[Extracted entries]
** START **

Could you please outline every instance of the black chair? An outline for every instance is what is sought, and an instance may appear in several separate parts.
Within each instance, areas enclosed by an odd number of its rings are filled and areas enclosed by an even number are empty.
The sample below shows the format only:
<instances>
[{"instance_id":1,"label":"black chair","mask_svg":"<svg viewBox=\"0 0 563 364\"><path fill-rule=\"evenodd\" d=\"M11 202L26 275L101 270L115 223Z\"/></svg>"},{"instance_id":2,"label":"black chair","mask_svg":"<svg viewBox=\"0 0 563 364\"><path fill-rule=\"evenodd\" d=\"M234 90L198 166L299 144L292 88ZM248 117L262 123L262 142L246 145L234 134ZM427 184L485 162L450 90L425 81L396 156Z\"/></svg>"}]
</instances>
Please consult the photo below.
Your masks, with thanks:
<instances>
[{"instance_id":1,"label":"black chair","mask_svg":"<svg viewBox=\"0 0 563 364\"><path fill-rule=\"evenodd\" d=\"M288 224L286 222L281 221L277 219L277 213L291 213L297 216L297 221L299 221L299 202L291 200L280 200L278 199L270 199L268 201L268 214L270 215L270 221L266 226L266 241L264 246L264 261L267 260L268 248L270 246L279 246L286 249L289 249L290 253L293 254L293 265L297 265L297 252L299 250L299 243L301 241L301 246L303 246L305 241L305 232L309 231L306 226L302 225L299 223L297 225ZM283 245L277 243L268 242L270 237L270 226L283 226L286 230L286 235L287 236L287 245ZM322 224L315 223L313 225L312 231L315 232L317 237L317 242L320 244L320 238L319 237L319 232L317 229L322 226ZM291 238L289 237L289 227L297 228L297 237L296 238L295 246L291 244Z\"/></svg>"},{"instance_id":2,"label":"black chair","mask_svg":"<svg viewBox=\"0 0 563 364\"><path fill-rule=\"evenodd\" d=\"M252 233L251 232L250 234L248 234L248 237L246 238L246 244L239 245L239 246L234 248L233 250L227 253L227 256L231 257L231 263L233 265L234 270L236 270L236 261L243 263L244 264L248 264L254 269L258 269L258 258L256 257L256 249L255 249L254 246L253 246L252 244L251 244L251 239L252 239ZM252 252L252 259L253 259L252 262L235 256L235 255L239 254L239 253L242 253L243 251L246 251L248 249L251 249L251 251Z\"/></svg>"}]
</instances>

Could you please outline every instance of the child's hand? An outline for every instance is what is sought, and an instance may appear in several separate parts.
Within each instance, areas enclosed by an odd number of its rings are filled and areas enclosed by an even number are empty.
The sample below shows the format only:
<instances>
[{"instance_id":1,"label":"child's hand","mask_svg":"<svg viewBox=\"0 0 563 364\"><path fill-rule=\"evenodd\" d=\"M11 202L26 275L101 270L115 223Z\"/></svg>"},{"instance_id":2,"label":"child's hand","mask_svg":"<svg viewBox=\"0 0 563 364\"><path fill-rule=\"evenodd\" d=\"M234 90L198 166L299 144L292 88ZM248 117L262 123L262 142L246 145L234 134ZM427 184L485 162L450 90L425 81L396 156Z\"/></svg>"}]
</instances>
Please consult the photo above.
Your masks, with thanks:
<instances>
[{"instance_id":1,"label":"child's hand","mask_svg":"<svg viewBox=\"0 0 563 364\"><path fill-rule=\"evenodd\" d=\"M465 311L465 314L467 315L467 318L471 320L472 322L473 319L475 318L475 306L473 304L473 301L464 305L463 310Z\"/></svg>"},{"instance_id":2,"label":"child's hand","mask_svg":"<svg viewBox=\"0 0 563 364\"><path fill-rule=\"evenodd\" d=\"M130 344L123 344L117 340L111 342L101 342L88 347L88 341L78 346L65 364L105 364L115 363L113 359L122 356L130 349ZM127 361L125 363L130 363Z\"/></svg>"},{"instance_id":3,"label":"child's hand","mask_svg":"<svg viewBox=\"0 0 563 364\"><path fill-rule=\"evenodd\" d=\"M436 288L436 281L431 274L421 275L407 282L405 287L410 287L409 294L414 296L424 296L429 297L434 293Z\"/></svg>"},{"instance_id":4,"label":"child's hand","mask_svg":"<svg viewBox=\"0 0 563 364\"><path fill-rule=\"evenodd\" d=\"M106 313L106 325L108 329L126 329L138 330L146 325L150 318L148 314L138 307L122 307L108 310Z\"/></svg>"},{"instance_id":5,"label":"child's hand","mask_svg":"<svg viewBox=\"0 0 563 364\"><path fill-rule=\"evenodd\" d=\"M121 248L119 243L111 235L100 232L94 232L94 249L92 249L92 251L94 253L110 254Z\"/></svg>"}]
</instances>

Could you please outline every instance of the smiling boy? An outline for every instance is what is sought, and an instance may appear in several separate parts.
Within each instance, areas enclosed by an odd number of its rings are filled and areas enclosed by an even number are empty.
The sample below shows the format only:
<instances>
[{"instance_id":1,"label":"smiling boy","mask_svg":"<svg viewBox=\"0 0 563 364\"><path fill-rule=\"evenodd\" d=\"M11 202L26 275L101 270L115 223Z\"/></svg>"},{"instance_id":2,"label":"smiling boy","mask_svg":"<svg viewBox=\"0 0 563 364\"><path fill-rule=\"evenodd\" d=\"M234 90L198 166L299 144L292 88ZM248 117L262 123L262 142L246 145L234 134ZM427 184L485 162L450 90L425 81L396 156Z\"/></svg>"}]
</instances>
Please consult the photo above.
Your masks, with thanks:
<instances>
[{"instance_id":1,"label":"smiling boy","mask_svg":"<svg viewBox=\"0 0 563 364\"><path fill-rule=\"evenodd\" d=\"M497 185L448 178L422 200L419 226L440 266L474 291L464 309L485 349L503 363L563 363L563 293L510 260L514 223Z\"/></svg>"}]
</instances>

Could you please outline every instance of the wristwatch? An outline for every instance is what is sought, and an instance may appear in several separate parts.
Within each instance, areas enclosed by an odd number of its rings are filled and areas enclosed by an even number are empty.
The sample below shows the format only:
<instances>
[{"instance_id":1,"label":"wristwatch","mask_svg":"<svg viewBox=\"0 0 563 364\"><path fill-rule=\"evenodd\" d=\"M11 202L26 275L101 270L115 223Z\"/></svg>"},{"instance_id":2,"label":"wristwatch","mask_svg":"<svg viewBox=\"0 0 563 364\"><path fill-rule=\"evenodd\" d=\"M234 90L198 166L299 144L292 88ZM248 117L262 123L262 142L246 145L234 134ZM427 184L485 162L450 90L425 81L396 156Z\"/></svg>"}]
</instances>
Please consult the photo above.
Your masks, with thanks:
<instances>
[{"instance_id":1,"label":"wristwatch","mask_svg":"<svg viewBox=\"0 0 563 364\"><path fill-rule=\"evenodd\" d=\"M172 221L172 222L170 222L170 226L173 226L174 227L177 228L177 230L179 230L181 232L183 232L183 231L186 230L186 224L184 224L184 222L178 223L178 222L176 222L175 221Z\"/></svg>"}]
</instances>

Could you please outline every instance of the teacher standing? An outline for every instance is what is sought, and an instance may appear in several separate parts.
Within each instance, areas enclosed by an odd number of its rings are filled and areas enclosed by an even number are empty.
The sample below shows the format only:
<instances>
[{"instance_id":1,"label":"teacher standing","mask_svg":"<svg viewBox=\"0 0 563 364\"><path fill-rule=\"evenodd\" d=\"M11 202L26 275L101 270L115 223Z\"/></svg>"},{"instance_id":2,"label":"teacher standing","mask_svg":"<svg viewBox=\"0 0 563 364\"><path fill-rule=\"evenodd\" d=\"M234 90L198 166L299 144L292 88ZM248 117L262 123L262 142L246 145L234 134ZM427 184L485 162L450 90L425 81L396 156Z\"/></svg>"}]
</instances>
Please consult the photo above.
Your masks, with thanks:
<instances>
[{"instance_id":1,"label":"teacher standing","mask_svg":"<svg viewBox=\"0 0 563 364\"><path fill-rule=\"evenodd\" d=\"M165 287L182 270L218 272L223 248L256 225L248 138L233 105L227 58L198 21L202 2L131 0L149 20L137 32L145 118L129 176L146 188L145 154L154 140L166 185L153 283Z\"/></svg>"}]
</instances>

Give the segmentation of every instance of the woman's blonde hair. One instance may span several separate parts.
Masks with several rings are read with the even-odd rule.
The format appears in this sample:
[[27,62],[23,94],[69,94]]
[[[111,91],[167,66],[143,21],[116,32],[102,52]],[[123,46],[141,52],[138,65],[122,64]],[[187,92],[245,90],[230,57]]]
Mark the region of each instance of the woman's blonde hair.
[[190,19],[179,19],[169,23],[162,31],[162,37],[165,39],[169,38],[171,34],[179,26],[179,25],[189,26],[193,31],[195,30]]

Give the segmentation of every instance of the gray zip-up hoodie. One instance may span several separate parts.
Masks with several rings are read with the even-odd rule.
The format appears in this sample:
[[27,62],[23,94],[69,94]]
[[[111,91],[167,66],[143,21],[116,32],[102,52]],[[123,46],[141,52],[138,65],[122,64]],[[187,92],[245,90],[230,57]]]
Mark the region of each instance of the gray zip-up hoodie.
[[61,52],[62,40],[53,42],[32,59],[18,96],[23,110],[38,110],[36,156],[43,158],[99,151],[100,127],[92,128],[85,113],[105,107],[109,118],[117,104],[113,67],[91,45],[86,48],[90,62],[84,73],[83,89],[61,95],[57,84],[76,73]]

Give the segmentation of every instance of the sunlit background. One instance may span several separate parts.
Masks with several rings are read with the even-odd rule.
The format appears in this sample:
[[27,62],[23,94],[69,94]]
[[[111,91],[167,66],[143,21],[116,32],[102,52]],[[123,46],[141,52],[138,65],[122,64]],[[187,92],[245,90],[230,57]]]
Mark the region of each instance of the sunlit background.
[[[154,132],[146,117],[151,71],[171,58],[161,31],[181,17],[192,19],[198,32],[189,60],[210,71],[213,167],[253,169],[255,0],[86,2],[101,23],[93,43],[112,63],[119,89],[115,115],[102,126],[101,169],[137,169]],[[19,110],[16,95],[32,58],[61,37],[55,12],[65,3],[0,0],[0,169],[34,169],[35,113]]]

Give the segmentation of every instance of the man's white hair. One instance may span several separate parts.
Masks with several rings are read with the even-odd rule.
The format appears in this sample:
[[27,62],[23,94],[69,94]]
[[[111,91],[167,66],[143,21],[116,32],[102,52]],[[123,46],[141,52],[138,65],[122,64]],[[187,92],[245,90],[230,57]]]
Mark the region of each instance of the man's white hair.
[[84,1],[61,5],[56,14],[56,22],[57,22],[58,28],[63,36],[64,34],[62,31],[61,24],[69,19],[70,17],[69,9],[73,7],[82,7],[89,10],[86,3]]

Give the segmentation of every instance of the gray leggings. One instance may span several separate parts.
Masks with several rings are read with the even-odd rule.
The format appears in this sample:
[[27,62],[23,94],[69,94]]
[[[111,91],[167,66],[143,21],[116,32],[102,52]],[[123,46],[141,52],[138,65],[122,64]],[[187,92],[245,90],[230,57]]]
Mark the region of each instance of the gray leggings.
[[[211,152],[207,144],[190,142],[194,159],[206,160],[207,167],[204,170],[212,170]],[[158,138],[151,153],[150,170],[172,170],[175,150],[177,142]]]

** END **

## Required task
Please give the part of the entries that starts with the line containing "Give the segmentation of every instance of the gray leggings." and runs through the end of the entries as a numbered list, leaving out blank lines.

## Exercise response
1. Give the segmentation of every instance of the gray leggings. One instance may span several separate parts.
2. Masks with several rings are read with the even-odd rule.
3. The format appears in this sample:
4. [[27,62],[23,94],[69,94]]
5. [[[111,91],[167,66],[143,21],[116,32],[102,52]],[[123,46],[141,52],[138,65],[122,64]],[[187,92],[245,90],[230,57]]]
6. Mark the region of each instance of the gray leggings.
7. [[[211,152],[207,144],[190,142],[194,159],[206,160],[207,167],[204,170],[212,170]],[[158,138],[151,153],[150,170],[172,170],[175,150],[177,142]]]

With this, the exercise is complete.